From the data that follows, set down exactly the lines from the one with "for the green" through the one with "Mark every instance", counting both. Pictures stay out.

**Task material**:

##########

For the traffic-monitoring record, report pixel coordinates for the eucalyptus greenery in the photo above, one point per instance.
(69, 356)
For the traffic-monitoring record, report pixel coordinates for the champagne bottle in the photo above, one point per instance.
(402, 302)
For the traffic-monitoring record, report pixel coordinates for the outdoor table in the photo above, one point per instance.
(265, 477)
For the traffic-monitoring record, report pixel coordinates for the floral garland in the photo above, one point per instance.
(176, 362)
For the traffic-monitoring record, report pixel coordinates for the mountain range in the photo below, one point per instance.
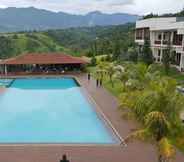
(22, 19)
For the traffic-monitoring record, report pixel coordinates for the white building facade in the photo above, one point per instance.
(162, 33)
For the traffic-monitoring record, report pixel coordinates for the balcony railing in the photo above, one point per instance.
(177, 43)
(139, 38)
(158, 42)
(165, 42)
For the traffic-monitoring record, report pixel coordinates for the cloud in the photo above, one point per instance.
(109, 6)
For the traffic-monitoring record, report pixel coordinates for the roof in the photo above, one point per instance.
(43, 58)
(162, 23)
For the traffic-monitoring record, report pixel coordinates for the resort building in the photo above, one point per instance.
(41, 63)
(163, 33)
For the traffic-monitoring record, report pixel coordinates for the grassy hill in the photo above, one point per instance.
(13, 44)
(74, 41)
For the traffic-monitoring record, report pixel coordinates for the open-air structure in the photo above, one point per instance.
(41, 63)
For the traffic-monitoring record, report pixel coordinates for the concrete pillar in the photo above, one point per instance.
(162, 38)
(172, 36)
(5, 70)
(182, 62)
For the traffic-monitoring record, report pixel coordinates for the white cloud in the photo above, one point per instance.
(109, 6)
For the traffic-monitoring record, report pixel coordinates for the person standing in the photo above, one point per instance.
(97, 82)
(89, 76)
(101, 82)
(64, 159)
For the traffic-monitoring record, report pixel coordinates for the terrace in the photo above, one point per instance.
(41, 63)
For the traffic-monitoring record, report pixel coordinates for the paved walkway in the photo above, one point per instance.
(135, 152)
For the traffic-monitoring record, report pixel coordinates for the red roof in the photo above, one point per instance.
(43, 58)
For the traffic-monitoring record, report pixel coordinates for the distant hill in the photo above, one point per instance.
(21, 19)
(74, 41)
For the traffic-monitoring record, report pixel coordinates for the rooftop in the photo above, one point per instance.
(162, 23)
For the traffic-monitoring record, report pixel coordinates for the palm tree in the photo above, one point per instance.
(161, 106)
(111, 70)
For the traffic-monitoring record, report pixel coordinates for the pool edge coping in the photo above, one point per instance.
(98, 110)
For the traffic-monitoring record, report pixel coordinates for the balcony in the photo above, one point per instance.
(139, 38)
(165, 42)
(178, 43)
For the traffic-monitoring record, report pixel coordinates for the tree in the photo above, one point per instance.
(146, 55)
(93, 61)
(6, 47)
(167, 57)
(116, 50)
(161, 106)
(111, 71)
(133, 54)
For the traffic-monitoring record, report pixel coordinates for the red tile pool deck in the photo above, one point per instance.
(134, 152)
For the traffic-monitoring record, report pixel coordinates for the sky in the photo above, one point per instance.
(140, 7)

##########

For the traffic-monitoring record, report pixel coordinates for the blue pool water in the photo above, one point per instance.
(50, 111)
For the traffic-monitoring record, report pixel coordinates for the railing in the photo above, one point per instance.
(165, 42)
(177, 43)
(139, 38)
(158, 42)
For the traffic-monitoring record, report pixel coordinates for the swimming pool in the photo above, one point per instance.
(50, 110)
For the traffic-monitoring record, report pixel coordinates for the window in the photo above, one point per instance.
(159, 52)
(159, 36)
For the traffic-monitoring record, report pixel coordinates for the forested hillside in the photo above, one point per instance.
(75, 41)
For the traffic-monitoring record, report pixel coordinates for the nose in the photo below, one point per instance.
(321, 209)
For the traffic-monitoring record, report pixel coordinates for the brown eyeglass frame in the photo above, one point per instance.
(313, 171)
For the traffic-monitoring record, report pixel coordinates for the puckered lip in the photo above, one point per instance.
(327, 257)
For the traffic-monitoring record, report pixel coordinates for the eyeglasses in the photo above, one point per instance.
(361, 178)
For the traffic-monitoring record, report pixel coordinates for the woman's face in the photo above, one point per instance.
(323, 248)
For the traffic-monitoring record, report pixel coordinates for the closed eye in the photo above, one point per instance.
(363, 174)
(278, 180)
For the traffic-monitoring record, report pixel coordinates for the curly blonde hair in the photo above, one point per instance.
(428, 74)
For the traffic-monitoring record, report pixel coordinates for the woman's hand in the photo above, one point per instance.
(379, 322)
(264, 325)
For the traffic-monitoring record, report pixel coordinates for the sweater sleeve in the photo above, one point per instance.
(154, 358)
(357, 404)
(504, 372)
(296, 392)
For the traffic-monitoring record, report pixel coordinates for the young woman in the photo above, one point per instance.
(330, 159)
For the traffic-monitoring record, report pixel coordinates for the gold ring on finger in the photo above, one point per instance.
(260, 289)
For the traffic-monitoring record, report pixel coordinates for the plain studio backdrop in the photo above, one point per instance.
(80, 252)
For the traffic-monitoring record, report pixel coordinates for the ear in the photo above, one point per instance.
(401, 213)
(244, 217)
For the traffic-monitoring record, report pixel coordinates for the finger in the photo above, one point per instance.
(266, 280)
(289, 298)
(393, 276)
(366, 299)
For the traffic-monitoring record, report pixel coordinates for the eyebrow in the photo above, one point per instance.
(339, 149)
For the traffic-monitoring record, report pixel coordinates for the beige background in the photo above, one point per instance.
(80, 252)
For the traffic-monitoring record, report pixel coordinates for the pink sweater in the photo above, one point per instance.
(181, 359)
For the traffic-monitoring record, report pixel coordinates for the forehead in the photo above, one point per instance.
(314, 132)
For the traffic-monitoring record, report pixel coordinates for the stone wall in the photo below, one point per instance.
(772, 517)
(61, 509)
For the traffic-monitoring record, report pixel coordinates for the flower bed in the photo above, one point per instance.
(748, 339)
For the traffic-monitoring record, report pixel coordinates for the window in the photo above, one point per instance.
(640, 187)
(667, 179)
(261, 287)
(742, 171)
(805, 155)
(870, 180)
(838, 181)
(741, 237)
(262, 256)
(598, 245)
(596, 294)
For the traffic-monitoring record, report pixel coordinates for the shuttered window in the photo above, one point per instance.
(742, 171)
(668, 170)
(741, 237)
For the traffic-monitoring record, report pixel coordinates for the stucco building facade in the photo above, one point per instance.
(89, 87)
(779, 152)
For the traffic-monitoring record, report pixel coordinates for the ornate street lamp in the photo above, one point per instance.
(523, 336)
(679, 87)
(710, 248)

##########

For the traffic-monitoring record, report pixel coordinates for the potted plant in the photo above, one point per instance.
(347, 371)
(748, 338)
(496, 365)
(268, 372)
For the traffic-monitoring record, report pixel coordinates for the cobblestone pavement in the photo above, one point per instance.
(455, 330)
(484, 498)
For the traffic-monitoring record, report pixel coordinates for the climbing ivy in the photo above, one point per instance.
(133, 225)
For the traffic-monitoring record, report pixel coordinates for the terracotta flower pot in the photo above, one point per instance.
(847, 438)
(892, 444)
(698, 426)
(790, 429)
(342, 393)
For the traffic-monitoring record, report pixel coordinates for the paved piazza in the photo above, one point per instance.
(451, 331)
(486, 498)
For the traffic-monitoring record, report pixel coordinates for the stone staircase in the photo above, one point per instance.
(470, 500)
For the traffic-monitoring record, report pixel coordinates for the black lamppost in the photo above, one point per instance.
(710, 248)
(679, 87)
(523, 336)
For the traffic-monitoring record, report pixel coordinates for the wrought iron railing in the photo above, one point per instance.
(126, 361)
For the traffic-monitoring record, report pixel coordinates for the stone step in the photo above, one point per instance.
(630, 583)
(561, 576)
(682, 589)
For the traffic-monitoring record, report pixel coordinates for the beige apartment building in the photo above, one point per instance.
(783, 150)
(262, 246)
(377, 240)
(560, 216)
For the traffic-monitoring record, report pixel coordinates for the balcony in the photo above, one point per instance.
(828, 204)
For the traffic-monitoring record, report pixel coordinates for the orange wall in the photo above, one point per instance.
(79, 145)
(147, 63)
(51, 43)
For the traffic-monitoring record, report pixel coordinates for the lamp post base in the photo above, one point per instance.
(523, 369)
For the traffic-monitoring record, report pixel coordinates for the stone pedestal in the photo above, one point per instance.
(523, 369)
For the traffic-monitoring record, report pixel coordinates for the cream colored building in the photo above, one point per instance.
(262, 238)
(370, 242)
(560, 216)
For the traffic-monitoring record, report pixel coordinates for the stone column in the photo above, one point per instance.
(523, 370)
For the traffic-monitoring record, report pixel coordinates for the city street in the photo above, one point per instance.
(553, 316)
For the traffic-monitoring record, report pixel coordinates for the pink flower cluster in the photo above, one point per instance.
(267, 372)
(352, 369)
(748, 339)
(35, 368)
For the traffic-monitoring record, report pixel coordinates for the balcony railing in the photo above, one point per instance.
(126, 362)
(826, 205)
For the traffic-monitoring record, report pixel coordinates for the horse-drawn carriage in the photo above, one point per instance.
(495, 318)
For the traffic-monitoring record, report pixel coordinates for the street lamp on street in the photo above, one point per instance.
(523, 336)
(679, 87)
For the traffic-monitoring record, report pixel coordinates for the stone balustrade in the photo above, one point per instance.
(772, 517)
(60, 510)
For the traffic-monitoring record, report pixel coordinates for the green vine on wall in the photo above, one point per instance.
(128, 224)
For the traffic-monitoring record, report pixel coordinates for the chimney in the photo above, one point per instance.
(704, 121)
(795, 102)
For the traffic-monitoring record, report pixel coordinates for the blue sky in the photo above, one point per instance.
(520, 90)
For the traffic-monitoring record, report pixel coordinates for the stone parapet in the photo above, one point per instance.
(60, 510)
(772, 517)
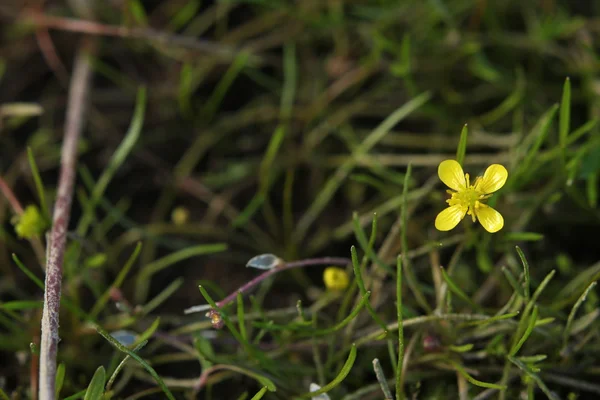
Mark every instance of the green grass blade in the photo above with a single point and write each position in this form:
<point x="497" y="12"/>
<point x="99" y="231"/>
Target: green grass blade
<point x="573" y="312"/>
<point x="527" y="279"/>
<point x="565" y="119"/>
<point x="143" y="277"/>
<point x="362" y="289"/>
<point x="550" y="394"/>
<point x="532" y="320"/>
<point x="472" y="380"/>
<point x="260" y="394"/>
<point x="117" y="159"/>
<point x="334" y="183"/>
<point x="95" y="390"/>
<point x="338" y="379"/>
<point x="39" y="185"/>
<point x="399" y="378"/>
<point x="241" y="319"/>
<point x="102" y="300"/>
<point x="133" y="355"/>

##########

**Solution below**:
For the traffic-monitoring record, report pixel coordinates for the green vine on wall in the photo above, one point per instance.
(128, 224)
For the traffic-monitoring record, report pixel coordinates for the chimney in the photo above, one point per instance.
(704, 121)
(795, 102)
For the traffic-monitoring record, report pixel coordinates for the blue sky in the photo above, one point per instance.
(520, 90)
For the traffic-monitoring record, report pixel coordinates for the stone parapet in the photo above, one point per instance.
(60, 510)
(772, 517)
Mark every instance of the green grass blade in the photo above with a single point and write each position in this form:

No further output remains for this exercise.